= Beginning of Section =
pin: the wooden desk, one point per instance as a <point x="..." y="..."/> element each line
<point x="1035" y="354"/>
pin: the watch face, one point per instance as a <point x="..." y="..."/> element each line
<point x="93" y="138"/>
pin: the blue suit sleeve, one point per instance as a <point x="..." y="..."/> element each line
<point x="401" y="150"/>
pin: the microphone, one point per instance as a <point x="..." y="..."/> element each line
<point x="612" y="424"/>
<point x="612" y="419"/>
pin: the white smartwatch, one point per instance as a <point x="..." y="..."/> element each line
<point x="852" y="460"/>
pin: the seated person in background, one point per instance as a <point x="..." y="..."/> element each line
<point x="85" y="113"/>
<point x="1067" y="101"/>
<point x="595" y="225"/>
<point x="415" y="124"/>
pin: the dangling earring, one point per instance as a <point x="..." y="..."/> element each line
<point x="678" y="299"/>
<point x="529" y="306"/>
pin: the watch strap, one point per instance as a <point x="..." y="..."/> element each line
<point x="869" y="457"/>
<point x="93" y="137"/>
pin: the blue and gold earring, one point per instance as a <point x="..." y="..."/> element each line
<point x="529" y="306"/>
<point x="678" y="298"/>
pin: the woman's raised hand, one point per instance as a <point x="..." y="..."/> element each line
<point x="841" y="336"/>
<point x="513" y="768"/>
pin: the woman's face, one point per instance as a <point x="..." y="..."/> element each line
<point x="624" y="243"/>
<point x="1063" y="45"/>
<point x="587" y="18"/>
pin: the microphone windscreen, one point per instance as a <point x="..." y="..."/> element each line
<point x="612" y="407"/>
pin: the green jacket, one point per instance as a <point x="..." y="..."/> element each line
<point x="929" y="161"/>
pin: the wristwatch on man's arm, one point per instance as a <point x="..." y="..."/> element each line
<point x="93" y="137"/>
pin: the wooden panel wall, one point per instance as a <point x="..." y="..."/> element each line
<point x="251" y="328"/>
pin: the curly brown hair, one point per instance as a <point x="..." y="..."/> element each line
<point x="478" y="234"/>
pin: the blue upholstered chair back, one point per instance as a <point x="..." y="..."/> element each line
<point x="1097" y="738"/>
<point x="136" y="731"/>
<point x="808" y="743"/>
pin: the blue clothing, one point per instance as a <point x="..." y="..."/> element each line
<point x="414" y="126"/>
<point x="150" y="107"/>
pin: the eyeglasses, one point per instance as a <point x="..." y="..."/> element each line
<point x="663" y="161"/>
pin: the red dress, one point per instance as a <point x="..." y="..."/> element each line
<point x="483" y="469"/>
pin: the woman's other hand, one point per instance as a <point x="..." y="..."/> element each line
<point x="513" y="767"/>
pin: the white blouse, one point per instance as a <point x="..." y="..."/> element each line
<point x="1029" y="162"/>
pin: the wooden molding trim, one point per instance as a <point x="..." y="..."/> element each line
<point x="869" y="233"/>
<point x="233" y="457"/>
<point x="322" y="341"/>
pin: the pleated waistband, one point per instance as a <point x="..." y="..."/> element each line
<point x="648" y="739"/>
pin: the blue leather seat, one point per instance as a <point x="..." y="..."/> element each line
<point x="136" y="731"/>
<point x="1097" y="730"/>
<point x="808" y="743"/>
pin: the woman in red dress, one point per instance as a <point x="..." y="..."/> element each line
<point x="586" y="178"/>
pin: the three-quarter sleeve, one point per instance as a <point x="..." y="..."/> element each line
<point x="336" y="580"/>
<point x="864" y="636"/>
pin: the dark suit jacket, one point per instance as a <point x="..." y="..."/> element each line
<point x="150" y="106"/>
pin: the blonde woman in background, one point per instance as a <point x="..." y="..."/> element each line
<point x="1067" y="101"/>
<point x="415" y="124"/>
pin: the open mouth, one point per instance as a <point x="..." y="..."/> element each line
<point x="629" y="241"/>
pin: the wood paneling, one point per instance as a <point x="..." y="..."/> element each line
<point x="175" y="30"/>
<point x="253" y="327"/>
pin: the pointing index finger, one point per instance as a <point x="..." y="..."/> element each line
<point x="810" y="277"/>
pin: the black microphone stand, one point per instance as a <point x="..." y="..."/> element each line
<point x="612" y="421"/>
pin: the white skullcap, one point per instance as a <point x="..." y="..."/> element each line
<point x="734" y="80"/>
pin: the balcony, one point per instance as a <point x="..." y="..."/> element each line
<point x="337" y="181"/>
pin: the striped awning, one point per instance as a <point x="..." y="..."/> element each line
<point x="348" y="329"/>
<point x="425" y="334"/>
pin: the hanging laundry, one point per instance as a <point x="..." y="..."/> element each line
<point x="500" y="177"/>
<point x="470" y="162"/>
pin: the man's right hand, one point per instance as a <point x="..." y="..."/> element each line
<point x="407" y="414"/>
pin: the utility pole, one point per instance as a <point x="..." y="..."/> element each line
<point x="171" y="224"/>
= End of Section =
> **TASK TO COMPLETE**
Everything in the material should be repeated exactly as written.

> **REPLY TO THE TASK**
pin: the wooden desk, one point per instance as a <point x="..." y="..."/> element each line
<point x="1035" y="354"/>
pin: the watch face, one point per instance as a <point x="..." y="..."/> element each line
<point x="93" y="138"/>
pin: the blue suit sleeve, one point per instance as a <point x="..." y="..."/> element each line
<point x="401" y="150"/>
pin: the microphone, one point per instance as a <point x="..." y="..."/> element each line
<point x="612" y="424"/>
<point x="612" y="419"/>
pin: the white smartwatch, one point per instance as a <point x="..." y="..."/> element each line
<point x="852" y="460"/>
pin: the seated person in background, one point per instance as a <point x="..." y="..."/> element each line
<point x="85" y="113"/>
<point x="1067" y="101"/>
<point x="595" y="225"/>
<point x="415" y="124"/>
pin: the dangling earring, one point per instance as a <point x="..." y="..."/> element each line
<point x="678" y="299"/>
<point x="529" y="306"/>
pin: the watch strap, one point per instance as a <point x="..." y="..."/> element each line
<point x="869" y="457"/>
<point x="93" y="137"/>
pin: the blue and gold earring, one point per instance as a <point x="..." y="..."/> element each line
<point x="529" y="306"/>
<point x="678" y="298"/>
pin: the woman's raised hand, one point per instance as a <point x="..." y="..."/> element each line
<point x="841" y="336"/>
<point x="513" y="768"/>
pin: the woman's face, one point per instance as a <point x="..." y="..."/> element each line
<point x="624" y="243"/>
<point x="1063" y="45"/>
<point x="587" y="18"/>
pin: the microphone windscreen, one point per instance as a <point x="..." y="..."/> element each line
<point x="612" y="407"/>
pin: the green jacket, one point per instance as a <point x="..." y="..."/> element each line
<point x="929" y="161"/>
pin: the wristwatch on man's arm, one point per instance as a <point x="..." y="..."/> element each line
<point x="93" y="137"/>
pin: the wooden panel wall, one point per instance as a <point x="..." y="..."/> element each line
<point x="251" y="328"/>
pin: the curly brown hair, one point per instance as a <point x="..." y="..."/> element each line
<point x="478" y="234"/>
pin: the blue upholstered chair back, one point per instance as a <point x="..." y="..."/> element each line
<point x="1097" y="738"/>
<point x="136" y="731"/>
<point x="808" y="743"/>
pin: the blue clothing, one point per instance as a <point x="..." y="..."/> element each line
<point x="414" y="126"/>
<point x="150" y="107"/>
pin: the eyeglasses, one point per instance as a <point x="..." y="..."/> element each line
<point x="663" y="161"/>
pin: the red dress, one point per instance as a <point x="..." y="..."/> element each line
<point x="483" y="469"/>
pin: the woman's other hand, one point per instance as a <point x="..." y="..."/> element each line
<point x="513" y="767"/>
pin: the white blouse, one point per instance as a <point x="..." y="..."/> element each line
<point x="1029" y="162"/>
pin: the wooden molding trim, one point per instance as a <point x="..." y="..."/> element each line
<point x="869" y="233"/>
<point x="233" y="457"/>
<point x="322" y="341"/>
pin: the pleated waistband, one point per instance as a <point x="..." y="..."/> element each line
<point x="648" y="739"/>
pin: the blue leather seat, one point per instance as a <point x="..." y="..."/> element each line
<point x="136" y="731"/>
<point x="1097" y="730"/>
<point x="808" y="743"/>
pin: the woman in red dress, one point per instance as a <point x="..." y="..."/> element each line
<point x="586" y="178"/>
pin: the three-quarter sleeve, one point per instance as a <point x="..." y="..."/> element each line
<point x="336" y="580"/>
<point x="864" y="636"/>
pin: the dark suit jacket, one point per instance as a <point x="..." y="..."/> element each line
<point x="150" y="106"/>
pin: the blonde woman in background, one point per instance as a <point x="..." y="..."/> element each line
<point x="1067" y="101"/>
<point x="415" y="124"/>
pin: the open mouth, one point per instance as a <point x="..." y="..."/> element each line
<point x="629" y="241"/>
pin: the wood paneling, one point per instance as a <point x="..." y="..."/> element each line
<point x="175" y="30"/>
<point x="253" y="327"/>
pin: the pointing index finger, one point per instance as a <point x="..." y="..."/> element each line
<point x="810" y="277"/>
pin: the black microphone stand, one point per instance as a <point x="..." y="..."/> element each line
<point x="612" y="421"/>
pin: the white skullcap, one point per instance as a <point x="..." y="..."/> element each line
<point x="734" y="80"/>
pin: the balcony, one point per instance as a <point x="..." y="..."/> element each line
<point x="337" y="181"/>
pin: the striped awning, one point per instance as a <point x="..." y="..."/> element each line
<point x="348" y="329"/>
<point x="425" y="334"/>
pin: the hanging laundry, one point per instance as a <point x="..." y="..."/> element each line
<point x="500" y="177"/>
<point x="470" y="162"/>
pin: the man's right hand, one point per instance as a <point x="..." y="..."/> element each line
<point x="407" y="414"/>
pin: the utility pole, one point per instance as a <point x="..." y="..."/> element each line
<point x="171" y="224"/>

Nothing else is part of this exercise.